Records from a dataset:
---------------
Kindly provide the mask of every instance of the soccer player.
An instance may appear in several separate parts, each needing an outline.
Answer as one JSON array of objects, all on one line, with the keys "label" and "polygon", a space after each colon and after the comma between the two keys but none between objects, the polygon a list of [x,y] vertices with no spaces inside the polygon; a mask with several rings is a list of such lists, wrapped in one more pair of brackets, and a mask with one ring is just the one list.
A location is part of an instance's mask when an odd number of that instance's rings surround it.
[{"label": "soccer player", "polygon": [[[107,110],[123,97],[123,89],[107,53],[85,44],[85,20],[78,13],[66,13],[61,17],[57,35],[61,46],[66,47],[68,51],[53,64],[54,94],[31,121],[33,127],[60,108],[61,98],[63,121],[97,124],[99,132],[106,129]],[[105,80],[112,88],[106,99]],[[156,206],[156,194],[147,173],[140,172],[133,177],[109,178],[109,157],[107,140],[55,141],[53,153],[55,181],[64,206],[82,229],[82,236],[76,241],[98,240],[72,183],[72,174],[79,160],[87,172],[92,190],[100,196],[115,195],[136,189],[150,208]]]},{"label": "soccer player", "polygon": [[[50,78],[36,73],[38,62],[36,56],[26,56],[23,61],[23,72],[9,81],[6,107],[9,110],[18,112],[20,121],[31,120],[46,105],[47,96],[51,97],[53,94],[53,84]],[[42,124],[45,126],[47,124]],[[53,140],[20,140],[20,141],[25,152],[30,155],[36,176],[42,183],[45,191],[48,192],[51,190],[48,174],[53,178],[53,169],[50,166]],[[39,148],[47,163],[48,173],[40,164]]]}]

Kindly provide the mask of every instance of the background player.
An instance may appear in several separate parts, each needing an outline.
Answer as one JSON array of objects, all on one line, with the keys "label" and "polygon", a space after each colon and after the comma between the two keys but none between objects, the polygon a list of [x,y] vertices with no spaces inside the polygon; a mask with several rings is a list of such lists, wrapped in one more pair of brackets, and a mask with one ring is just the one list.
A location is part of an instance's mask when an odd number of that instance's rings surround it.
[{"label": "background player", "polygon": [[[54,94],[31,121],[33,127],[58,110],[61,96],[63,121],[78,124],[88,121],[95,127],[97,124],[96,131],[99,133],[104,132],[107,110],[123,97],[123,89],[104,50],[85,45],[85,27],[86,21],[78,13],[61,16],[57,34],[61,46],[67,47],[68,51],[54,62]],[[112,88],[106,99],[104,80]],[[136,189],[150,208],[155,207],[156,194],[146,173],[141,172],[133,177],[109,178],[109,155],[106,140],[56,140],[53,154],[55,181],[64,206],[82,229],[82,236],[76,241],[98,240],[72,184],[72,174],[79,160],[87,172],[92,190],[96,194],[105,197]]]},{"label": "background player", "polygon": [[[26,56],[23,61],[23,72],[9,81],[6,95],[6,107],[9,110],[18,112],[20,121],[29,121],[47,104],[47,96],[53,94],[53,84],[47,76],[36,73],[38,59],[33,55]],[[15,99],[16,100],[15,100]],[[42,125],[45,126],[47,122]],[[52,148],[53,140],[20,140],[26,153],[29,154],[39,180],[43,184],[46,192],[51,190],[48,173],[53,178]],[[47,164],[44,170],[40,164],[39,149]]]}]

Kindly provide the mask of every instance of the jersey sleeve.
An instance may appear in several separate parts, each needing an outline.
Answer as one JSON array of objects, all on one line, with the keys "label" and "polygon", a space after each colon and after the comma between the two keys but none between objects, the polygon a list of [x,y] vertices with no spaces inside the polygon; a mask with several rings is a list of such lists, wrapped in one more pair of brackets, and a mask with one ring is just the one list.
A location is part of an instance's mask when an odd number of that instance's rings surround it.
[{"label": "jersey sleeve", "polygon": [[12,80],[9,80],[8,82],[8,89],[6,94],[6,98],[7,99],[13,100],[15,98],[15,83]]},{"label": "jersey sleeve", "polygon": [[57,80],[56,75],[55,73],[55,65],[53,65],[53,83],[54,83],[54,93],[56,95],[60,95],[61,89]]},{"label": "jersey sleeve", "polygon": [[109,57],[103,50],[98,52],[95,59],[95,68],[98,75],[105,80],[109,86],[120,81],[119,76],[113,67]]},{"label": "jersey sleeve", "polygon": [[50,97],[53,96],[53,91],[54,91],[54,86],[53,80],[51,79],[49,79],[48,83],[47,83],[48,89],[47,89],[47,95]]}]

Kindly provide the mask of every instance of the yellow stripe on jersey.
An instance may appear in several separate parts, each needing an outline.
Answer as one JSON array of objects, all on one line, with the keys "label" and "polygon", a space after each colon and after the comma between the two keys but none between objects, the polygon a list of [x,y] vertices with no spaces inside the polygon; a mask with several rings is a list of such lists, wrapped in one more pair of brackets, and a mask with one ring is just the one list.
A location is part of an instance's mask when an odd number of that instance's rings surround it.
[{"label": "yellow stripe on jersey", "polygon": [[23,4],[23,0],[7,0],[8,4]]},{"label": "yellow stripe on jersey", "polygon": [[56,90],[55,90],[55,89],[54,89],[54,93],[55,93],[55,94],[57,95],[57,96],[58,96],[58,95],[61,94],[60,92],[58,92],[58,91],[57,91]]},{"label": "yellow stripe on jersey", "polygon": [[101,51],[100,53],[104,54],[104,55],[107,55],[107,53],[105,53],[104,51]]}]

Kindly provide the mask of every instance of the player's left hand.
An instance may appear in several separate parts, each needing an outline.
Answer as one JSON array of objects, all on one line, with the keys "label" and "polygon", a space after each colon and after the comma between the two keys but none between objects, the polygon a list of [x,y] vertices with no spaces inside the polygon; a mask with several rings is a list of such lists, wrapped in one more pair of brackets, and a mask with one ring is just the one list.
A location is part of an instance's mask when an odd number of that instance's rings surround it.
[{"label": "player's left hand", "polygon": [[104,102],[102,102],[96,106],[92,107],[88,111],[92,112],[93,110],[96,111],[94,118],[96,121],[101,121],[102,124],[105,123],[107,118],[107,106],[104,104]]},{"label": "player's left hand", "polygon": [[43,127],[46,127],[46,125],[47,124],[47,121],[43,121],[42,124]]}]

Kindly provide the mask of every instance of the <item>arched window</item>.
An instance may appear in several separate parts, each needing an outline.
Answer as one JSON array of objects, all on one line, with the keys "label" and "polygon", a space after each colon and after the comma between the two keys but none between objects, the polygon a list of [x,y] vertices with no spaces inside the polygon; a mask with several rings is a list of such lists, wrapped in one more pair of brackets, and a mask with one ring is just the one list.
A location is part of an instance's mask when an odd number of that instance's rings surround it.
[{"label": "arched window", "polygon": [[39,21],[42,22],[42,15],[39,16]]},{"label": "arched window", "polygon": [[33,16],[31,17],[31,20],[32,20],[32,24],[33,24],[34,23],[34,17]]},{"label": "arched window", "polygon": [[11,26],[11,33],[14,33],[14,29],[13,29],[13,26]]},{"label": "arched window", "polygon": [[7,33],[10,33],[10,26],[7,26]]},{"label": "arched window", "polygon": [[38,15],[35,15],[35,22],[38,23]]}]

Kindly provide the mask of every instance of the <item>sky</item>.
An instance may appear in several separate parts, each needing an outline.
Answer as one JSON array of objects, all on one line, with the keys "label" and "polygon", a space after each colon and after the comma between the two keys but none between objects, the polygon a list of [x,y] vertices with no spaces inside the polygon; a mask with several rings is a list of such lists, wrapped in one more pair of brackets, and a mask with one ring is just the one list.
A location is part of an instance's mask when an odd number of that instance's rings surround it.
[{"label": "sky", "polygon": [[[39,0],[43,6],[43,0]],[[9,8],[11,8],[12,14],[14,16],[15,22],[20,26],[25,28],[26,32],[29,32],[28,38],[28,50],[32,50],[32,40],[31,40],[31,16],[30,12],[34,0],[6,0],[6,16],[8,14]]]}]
---------------
» **What you need to do**
Copy out each line of the records above that contains the word "every", treating uppercase and lowercase as different.

» **Exercise output**
Kindly provide the mask of every instance of the soccer player.
Kindly provide the mask of every instance of the background player.
Kindly provide the mask of every instance of the jersey sleeve.
Kindly provide the mask of every instance of the yellow stripe on jersey.
Kindly provide the mask of every instance of the player's left hand.
Kindly provide the mask of every instance of the <item>arched window</item>.
Kindly provide the mask of every instance of the <item>sky</item>.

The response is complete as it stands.